Location identification entries:
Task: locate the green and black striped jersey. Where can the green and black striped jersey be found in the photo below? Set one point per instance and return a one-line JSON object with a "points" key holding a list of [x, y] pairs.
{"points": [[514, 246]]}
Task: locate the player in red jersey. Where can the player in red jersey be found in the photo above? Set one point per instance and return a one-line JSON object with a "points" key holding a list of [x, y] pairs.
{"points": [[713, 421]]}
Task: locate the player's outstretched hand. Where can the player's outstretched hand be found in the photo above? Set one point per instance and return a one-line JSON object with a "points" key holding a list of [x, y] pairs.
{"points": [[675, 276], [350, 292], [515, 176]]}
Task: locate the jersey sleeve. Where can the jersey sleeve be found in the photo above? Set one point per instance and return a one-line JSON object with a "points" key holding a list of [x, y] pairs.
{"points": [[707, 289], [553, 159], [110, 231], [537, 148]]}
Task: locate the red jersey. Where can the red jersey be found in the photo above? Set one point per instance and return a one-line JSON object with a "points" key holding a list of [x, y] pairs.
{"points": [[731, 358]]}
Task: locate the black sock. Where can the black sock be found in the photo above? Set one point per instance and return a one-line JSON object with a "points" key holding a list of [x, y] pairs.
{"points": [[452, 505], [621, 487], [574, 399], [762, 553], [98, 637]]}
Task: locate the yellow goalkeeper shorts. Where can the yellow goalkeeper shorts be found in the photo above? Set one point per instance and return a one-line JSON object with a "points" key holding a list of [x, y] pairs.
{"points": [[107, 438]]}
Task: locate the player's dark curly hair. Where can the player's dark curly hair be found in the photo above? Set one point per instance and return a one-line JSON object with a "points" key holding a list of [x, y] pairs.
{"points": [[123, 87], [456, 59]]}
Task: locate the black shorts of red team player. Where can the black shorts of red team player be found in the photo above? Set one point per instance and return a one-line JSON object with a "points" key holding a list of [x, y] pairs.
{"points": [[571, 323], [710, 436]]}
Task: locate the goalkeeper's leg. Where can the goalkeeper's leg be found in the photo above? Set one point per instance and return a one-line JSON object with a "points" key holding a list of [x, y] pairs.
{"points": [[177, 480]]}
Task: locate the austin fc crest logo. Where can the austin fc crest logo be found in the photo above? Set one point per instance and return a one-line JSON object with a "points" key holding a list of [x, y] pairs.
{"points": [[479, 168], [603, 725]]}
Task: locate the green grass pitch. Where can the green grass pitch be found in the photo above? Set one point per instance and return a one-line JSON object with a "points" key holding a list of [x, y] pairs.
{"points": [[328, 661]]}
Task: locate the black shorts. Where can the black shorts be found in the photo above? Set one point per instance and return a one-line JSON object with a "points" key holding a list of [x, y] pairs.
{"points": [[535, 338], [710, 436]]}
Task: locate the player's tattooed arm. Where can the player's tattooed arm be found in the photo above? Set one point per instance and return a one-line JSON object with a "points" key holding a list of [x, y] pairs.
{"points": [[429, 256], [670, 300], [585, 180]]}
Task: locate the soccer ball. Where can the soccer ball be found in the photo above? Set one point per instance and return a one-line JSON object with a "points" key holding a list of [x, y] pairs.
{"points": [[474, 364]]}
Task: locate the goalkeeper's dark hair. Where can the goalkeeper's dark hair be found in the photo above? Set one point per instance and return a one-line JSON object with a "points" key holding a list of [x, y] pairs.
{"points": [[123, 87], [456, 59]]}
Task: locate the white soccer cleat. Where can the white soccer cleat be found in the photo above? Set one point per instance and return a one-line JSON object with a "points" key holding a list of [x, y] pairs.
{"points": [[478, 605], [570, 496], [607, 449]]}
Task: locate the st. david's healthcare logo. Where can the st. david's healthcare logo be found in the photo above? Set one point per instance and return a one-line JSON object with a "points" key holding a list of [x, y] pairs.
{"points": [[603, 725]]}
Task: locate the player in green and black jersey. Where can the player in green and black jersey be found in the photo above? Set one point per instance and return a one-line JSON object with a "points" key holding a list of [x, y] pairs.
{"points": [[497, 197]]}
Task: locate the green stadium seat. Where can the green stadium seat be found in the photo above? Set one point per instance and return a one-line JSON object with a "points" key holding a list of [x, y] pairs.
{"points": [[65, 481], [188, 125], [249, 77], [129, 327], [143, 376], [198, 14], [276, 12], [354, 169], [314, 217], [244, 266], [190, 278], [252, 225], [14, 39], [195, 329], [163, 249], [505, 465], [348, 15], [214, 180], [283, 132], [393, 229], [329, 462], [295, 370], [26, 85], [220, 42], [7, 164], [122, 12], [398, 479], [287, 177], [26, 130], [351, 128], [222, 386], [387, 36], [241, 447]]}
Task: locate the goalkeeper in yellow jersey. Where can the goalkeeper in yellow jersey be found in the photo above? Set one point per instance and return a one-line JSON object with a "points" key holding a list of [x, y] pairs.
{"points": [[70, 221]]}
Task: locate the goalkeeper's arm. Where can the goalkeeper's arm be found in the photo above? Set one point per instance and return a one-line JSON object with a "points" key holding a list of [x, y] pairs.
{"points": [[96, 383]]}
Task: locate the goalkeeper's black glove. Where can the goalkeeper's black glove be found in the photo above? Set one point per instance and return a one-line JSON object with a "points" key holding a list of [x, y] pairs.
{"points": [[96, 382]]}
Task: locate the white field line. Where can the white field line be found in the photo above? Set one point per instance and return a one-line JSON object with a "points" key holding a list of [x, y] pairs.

◆ **STATED EXERCISE**: Copy the material above word for word, beginning at the line that contains "Task: locate the goalkeeper in" and continuing through the last line of the material.

◆ **CORRECT OUTPUT**:
Task: locate the goalkeeper in yellow jersey. Where can the goalkeeper in yellow jersey be found in the photo above? Set one point per instance and return a one-line JSON object with a "points" key holding a list of [x, y] pairs.
{"points": [[70, 221]]}
Task: locate the goalkeeper's arm. Where can the goalkeeper's arm be found in the photo above? Set one point per instance and return a one-line JSON object with a "points" key holding a list of [x, y] pairs.
{"points": [[96, 383]]}
Task: locate the goalkeeper's black glove. Where can the goalkeeper's black glove be found in the photo above? Set one point per instance and return a one-line JSON object with a "points" key holding a list of [x, y] pairs.
{"points": [[96, 382]]}
Task: locate the white field line. Where can the white field line be found in the photo above? Set one point per instance and return a one-line JSON object with a "points" key holding a list of [x, y] pairs.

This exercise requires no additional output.